SOURCE DOCUMENT -
▼

Brazen Acts of Beauty
April 3rd 2022 Lent 5 John 12: 1-8
"Brazen Beauty" by Rev. Lisle Gwynn Garrity inspired by John 12: 1-8
Since time immemorial this land has been the meeting point of different languages, faiths and cultures. From the original peoples and first stewards of this land: the Huron-Wendat, the Haudenosaunee, the Ojibway, Mississaugas, and Anishinabek, to those who journeyed to this land from Europe, Asia and Africa. May our church be a meeting point among different peoples where we build relationships of mutual respect and love.
Lighting The Christ Candle
Hymn: VU 642 “Be Thou My Vision”
Call to Worship
One: May we find courage here—
All: courage to follow our call,
courage to live out our faith.
One: May we find hope here—
All: hope for a better world,
hope that refuses to let us go.
One: May we find truth here—
All: truth that lives in sacred community,
truth that lives in ancient stories.
One: May we find all that we seek.
All: And in our seeking, may we know God. Amen.
Good Friday walk: The churches of the Scugog are once again sponsoring the traditional Good Friday walk, on Friday morning, April 15th, starting at 9:30 a.m. at the Palmer Park gazebo. Following the cross, the walk proceeds to seven stations through downtown Port Perry. The entire walk takes about an hour. We hope to see you there!

▲

REQUIREMENTS -
(A) According to the worship bulletin, where does the Good Friday walk begin?
(B) Substitute "light" for "hope" in the worship bulletin's passage from "One: May we find hope" to "in ancient stories.", and write out the result.
(C) Continue the worship bulletin from its closing announcement about the Good Friday walk.
The records that come next are from a separate, unrelated source.

DATA LINES -
▼

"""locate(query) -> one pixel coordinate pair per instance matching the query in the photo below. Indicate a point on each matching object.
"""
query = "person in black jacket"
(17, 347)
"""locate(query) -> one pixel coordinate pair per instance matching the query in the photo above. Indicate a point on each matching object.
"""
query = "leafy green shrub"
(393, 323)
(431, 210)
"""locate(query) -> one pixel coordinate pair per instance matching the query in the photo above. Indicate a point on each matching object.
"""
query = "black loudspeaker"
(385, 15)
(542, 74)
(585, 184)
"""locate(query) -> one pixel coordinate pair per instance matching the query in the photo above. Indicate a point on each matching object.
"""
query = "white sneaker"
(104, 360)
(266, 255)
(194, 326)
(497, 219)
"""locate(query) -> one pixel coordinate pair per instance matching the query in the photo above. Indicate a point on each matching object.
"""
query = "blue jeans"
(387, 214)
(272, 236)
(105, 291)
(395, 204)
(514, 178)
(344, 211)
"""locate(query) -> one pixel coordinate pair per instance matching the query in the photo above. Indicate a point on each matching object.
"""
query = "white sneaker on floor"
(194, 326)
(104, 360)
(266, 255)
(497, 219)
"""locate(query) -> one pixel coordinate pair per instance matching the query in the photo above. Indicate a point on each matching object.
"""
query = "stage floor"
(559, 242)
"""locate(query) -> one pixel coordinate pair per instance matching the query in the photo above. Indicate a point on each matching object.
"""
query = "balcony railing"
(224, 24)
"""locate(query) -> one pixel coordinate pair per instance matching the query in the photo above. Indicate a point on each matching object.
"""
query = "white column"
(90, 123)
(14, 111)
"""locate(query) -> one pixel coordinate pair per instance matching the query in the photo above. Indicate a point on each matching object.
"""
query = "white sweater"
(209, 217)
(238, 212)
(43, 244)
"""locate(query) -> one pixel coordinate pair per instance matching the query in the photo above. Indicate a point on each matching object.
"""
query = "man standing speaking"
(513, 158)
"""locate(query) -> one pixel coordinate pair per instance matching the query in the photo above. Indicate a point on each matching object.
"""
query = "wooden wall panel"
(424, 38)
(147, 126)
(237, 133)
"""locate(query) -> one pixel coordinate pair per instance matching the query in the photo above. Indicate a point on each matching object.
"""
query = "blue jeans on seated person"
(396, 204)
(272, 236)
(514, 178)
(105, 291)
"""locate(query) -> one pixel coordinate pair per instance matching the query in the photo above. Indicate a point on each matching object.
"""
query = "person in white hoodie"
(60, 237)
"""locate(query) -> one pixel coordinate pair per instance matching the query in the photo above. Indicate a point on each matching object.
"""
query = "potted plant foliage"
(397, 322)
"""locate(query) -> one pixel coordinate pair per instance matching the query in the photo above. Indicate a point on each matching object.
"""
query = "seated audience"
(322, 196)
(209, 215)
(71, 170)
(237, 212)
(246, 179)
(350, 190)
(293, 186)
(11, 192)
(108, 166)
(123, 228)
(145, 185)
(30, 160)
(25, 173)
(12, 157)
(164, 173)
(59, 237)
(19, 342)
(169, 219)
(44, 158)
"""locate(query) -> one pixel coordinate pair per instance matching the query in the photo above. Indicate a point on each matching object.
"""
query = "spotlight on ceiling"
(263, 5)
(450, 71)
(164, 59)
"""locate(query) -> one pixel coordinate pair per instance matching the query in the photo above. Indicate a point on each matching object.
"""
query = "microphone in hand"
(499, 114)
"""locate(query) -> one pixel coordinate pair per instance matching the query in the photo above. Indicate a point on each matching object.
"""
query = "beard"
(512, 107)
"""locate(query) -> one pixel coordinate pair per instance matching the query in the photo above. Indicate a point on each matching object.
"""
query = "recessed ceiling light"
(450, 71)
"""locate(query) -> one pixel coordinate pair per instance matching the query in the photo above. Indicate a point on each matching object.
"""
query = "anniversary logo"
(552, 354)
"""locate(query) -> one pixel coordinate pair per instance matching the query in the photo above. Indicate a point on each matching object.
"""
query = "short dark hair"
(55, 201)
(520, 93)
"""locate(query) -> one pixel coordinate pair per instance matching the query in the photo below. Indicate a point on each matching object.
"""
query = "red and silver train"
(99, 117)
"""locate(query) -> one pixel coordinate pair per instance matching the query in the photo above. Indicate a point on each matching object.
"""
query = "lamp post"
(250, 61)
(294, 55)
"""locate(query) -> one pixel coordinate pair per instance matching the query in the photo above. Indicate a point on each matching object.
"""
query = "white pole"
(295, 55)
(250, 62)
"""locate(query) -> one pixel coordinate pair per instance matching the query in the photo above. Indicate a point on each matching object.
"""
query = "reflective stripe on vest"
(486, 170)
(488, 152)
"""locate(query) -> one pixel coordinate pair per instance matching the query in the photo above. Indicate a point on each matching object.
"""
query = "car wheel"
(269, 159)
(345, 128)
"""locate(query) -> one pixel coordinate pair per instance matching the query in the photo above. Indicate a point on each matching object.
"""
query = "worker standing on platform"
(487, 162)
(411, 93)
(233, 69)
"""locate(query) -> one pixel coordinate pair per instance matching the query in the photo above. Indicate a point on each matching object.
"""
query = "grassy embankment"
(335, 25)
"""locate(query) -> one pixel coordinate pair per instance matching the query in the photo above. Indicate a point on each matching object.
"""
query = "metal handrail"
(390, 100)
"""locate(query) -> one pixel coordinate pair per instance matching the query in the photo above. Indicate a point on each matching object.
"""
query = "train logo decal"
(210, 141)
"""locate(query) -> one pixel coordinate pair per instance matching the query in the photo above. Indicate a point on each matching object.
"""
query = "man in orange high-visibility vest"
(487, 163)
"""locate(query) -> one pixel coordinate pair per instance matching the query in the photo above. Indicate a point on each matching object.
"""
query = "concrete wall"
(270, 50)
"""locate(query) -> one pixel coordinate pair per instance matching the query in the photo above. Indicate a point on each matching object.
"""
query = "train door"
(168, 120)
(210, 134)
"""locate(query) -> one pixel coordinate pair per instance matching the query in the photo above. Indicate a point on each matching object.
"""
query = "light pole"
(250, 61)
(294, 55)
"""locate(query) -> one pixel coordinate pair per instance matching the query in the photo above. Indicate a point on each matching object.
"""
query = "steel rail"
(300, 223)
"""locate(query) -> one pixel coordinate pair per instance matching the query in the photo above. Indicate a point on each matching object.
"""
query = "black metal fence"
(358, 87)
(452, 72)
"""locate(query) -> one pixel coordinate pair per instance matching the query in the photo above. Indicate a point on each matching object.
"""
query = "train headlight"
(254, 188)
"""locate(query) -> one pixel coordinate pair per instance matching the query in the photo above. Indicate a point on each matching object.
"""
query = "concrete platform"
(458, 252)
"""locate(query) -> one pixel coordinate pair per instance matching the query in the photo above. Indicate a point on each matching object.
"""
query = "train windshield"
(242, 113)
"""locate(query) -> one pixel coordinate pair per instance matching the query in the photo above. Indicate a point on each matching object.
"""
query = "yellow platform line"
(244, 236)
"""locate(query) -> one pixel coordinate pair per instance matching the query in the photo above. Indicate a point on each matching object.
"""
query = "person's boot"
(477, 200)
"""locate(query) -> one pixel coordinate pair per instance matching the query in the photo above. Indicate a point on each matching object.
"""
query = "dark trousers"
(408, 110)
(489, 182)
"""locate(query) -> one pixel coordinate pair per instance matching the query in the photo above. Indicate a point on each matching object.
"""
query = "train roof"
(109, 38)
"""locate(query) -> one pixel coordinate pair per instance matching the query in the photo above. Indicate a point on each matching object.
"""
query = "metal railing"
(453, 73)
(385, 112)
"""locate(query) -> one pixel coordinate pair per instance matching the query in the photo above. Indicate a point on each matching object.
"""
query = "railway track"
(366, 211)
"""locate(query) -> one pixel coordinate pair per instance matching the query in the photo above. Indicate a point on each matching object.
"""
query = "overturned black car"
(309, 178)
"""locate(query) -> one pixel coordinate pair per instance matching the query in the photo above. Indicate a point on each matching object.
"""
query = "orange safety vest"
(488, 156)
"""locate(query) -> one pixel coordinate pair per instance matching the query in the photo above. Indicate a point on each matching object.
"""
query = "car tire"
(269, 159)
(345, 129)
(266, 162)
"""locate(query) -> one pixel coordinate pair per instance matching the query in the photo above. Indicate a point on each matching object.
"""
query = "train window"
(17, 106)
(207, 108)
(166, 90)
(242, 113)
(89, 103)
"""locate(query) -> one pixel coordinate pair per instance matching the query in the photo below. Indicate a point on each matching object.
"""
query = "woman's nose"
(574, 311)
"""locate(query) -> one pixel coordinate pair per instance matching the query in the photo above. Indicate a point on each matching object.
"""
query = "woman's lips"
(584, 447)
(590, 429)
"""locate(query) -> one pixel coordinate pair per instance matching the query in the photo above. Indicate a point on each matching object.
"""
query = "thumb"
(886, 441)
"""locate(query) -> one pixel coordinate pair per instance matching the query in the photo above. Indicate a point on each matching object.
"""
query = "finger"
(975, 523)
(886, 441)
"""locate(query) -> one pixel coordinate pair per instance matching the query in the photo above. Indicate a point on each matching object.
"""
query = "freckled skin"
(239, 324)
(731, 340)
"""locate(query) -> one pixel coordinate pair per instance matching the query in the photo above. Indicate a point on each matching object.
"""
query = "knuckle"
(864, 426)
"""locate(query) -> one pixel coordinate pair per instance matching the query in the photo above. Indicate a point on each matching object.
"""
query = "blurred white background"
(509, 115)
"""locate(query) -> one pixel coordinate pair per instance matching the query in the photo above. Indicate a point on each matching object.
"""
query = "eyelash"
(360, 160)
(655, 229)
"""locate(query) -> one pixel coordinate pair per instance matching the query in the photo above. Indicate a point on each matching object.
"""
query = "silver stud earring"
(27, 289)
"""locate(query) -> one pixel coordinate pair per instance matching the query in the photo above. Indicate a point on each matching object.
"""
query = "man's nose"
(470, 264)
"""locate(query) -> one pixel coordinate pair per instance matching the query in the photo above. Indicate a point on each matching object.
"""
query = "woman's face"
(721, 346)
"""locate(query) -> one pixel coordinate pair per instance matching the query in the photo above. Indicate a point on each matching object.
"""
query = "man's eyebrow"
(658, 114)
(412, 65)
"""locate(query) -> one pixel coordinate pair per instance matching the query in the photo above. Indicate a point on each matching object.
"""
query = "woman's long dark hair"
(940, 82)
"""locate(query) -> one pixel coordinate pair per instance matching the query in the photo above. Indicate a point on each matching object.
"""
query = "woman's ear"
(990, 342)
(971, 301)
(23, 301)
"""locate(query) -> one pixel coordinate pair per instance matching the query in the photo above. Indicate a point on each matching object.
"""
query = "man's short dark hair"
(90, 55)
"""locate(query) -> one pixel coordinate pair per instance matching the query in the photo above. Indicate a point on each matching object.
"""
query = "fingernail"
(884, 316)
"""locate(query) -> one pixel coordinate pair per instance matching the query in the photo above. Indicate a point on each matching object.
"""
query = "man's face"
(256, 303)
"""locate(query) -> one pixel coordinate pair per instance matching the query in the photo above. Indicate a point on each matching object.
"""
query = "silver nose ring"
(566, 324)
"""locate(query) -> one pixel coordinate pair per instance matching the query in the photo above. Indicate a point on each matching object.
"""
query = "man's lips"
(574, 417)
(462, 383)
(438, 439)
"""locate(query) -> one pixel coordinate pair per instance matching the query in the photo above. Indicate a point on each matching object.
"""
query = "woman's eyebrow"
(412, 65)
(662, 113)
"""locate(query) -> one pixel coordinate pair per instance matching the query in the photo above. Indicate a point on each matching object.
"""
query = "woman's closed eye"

▲

WRITTEN ANSWERS -
(A) At the Palmer Park gazebo.

(B)
One: May we find light here—
All: light for a better world,
light that refuses to let us go.
One: May we find truth here—
All: truth that lives in sacred community,
truth that lives in ancient stories.

(C)
Farewell Service: Rev. Ned’s final service with Scugog Island United Church will be on June 5th.
Annual Meeting on April 24th
Copyright: Prayers by Rev. Sarah (Are) Speed | A Sanctified Art LLC | sanctifiedart.org.Bulletin Cover art by Hannah Garrity.
Artist Statement for Cover “Brazen Beauty”
This image began as a painting on raw canvas. With fluid strokes of paint, I allowed the colors to run and bleed into each other. As I drew Mary kneeling, I omitted the other details in the scene, removing Jesus’ feet, the other guests, the table full of food. I wanted to focus on Mary’s brazen act of pouring out the expensive perfume, a commodity valued at a year’s worth of wages. The luxurious liquid is expansive, flowing out toward us as the viewer. It bleeds into the red, foreshadowing the blood Jesus will soon shed. The vessel she holds is lined with gold, a reference to the ancient Japanese practice of Kintsugi, of repairing broken pottery with gold lacquer. The art of Kintsugi embellishes the cracks and transforms a shattered vessel into a new object of beauty. In this embodied act of worship, Mary is practicing Kintsugi—boldly celebrating the beauty of life even as death approaches.
Jean Law, Elsie Nicholson, Terry Petroff, John and Diane Findlay, Nancy and Don Scarrow, Debbie McIntyre, John Black, Lynne and Ian McLeod, Nellie Van Dyke, Tim Pelyk, Bob Currie, Derrek Linton, Sharen Bobbie, Ed and Jane Williams, Bill Statton, Cheryl Helm, Tracy Harper, and Joanne.
Hymn- VU 147 “What Wondrous Love is This”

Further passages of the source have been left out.